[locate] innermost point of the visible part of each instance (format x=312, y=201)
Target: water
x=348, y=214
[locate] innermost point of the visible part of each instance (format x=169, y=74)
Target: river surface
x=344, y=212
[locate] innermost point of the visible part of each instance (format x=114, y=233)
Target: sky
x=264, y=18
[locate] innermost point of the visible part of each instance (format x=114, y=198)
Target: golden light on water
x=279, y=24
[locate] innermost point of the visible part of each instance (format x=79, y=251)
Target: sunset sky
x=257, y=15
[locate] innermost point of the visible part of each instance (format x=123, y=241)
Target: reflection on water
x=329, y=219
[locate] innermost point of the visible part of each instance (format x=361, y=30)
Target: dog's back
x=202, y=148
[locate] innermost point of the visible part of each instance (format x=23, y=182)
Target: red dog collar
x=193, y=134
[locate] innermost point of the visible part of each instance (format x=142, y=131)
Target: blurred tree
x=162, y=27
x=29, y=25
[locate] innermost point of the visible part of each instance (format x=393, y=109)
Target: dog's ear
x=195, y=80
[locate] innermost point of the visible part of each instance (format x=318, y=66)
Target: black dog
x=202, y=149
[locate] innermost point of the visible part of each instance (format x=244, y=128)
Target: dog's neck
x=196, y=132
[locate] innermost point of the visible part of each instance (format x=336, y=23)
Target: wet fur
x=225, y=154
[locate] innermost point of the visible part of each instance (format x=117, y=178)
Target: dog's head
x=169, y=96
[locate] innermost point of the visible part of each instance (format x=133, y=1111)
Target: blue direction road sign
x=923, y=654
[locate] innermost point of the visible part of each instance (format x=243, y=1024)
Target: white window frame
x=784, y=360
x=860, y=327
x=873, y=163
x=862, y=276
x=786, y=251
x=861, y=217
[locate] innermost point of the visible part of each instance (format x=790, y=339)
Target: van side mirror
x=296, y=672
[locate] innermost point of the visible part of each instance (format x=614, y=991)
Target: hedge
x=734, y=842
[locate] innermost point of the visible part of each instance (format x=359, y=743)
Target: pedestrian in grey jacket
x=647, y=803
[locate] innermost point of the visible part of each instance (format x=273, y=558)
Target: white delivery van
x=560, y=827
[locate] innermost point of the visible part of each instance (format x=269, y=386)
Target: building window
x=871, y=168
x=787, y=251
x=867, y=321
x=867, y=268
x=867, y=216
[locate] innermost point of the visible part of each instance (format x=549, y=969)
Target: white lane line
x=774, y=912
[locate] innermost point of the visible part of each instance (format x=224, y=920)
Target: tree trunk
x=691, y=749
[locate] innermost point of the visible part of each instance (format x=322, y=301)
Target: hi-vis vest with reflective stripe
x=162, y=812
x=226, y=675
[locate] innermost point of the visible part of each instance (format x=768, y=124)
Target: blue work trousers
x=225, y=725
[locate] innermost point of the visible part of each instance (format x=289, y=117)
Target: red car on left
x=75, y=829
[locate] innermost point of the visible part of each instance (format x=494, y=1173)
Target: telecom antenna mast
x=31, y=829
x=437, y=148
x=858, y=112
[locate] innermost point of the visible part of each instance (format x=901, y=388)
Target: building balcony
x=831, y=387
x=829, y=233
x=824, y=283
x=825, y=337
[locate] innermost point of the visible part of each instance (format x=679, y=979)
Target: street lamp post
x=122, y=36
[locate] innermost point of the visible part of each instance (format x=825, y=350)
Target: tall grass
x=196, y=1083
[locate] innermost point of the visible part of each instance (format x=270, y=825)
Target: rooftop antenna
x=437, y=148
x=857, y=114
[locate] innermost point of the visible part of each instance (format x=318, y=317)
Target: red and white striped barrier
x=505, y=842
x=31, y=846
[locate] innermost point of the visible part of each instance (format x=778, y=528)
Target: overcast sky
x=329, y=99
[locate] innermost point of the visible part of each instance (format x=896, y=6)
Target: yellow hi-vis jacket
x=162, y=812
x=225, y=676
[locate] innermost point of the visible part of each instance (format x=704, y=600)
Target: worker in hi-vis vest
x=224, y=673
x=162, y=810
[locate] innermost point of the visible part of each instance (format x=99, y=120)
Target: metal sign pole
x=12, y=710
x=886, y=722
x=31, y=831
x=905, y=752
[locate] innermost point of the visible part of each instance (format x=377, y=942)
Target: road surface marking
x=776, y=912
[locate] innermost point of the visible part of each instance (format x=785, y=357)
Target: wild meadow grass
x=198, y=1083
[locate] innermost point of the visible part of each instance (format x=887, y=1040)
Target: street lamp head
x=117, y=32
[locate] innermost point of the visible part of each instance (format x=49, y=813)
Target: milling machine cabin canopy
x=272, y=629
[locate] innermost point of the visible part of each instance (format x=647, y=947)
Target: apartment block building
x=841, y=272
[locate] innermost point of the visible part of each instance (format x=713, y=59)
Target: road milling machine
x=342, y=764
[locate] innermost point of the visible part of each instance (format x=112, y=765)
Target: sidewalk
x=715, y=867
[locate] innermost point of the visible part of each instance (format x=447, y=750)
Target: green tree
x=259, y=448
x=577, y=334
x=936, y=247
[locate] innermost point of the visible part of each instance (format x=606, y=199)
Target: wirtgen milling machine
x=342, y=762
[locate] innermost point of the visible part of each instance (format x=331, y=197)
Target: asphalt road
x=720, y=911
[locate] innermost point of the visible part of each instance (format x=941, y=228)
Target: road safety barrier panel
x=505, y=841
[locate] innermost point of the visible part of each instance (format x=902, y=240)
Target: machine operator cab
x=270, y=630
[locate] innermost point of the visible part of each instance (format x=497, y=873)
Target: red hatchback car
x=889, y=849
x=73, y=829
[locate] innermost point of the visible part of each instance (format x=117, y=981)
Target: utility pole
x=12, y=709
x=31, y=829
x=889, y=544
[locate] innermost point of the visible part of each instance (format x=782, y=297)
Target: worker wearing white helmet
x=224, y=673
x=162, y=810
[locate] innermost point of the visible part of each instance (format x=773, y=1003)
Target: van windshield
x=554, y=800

* **STATED GOAL**: Rewrite the stretch of the listing from its start through the line containing "x=195, y=80", putting "distant tree" in place of "blurred tree" and leaving every other part unchanged.

* **EXERCISE RESPONSE**:
[locate] innermost point of the visible part of each instance (format x=312, y=201)
Target: water
x=348, y=214
[locate] innermost point of the visible part of each instance (format x=169, y=74)
Target: river surface
x=344, y=212
[locate] innermost point of the visible part of each instance (format x=114, y=233)
Target: sky
x=264, y=18
[locate] innermost point of the visible part of each instance (format x=114, y=198)
Target: golden light on water
x=279, y=24
[locate] innermost point of the visible part of each instance (format x=79, y=251)
Target: sunset sky
x=257, y=15
[locate] innermost point of the visible part of each instance (format x=123, y=241)
Target: reflection on water
x=329, y=219
[locate] innermost point of the visible part of each instance (format x=361, y=30)
Target: dog's back
x=202, y=148
[locate] innermost point of the visible part of each instance (format x=23, y=182)
Target: red dog collar
x=193, y=134
[locate] innermost point of the visible part of each instance (format x=142, y=131)
Target: distant tree
x=162, y=27
x=29, y=25
[locate] innermost point of the visible part of each instance (format x=393, y=109)
Target: dog's ear
x=195, y=80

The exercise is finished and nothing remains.